▶ Goal
Rewrite everything from the start of the rows below down to the line containing "[[214, 268], [276, 279], [173, 263], [245, 271]]" as a numbered list, leaving out blank lines.

Excerpts from a point labeling dataset:
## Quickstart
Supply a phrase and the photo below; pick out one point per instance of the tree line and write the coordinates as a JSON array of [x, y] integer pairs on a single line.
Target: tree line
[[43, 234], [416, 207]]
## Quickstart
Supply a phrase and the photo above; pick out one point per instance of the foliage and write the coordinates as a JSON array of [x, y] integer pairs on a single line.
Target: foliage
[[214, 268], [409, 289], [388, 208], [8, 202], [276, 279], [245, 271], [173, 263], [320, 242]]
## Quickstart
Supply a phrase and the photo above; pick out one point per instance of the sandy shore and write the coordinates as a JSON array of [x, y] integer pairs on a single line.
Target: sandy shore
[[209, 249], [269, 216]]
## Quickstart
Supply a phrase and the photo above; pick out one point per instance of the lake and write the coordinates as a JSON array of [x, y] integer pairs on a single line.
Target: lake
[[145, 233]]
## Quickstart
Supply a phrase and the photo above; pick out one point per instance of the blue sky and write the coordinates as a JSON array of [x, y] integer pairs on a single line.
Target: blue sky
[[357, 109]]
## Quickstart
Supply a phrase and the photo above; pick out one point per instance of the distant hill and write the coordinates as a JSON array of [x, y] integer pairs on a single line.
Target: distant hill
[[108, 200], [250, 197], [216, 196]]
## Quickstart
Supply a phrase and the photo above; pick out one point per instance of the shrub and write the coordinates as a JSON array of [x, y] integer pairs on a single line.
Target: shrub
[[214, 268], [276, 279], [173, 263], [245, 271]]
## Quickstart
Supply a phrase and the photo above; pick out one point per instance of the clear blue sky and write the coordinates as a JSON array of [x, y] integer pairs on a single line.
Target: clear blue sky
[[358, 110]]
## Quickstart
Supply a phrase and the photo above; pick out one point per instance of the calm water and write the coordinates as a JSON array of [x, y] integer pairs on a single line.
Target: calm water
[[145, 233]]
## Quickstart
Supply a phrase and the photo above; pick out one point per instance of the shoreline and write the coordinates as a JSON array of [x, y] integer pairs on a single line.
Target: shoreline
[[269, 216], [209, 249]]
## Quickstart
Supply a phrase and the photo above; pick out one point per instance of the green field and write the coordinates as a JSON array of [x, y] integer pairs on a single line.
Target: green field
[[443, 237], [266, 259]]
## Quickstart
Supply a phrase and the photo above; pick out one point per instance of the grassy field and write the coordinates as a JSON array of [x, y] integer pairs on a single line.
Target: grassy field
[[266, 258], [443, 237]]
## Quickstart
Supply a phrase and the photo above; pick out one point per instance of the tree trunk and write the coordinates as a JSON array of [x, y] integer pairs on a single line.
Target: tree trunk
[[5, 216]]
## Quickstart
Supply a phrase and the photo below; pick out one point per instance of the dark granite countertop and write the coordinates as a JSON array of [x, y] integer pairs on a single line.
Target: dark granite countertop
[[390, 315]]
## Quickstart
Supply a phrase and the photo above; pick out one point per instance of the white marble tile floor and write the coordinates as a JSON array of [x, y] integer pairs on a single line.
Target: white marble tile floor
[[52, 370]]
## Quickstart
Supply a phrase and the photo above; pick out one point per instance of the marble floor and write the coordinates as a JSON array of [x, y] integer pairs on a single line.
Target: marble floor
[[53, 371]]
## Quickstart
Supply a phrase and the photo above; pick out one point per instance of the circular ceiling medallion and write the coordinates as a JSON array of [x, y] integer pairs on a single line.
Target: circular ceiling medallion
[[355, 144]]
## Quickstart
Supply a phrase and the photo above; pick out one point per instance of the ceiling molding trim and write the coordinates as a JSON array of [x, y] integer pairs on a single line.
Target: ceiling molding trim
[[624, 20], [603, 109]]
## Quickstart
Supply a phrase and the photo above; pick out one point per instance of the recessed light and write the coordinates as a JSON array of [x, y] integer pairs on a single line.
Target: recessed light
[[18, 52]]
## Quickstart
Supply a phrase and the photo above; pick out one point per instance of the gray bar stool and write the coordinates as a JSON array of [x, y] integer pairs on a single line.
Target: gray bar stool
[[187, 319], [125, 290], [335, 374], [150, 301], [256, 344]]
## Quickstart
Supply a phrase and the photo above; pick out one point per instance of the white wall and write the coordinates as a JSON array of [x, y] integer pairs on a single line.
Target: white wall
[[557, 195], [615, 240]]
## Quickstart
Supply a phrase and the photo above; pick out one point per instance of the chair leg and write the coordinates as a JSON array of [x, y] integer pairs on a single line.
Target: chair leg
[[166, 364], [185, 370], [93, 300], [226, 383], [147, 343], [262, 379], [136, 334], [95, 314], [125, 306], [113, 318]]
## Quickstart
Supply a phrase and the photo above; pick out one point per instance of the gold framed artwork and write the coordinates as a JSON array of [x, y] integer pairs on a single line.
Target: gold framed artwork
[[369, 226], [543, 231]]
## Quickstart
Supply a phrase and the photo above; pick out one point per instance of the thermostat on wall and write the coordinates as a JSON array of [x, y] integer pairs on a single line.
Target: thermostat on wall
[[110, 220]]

▶ Solved problem
1. ## Quickstart
2. Supply a phrase and the photo below; pick out one point per instance of the tree line and write the coordinates as a JSON array of [x, y] integer pairs on a single line.
3. Target: tree line
4. [[43, 234], [416, 207]]
5. ## Quickstart
6. Supply a phrase and the photo above; pick out one point per instance of the foliage and write the coordinates as a JSON array of [x, y] integer pairs on a single line.
7. Target: foliage
8. [[214, 268], [409, 289], [388, 208], [8, 202], [276, 279], [245, 271], [173, 263], [320, 242]]
9. ## Quickstart
10. Supply a phrase and the photo above; pick out one point per instance of the sandy shore and write the coordinates as a JSON array of [x, y] integer pairs on a single line.
11. Target: sandy shore
12. [[209, 249], [269, 216]]
13. ## Quickstart
14. Supply a phrase and the photo above; pick out one point per instance of the lake and write the coordinates as a JSON array of [x, y] integer pairs on a single line.
15. Target: lake
16. [[145, 233]]
17. ## Quickstart
18. Supply a phrase and the photo above; pick out one point per instance of the blue sky and write the coordinates as a JSON array of [x, y] integer pairs on a single line.
19. Target: blue sky
20. [[357, 109]]
21. ## Quickstart
22. Supply a phrase and the photo above; pick out one point per instance of the distant hill and write the coordinates as a JSON array of [x, y] integer pairs on a single line.
23. Target: distant hill
24. [[108, 200], [250, 197], [216, 196]]
25. ## Quickstart
26. Supply a phrase and the photo above; pick out one point per instance of the shrub and write the coordinates as a JSON array of [x, y] integer pairs on a single line.
27. Target: shrub
28. [[214, 268], [276, 279], [173, 263], [245, 271]]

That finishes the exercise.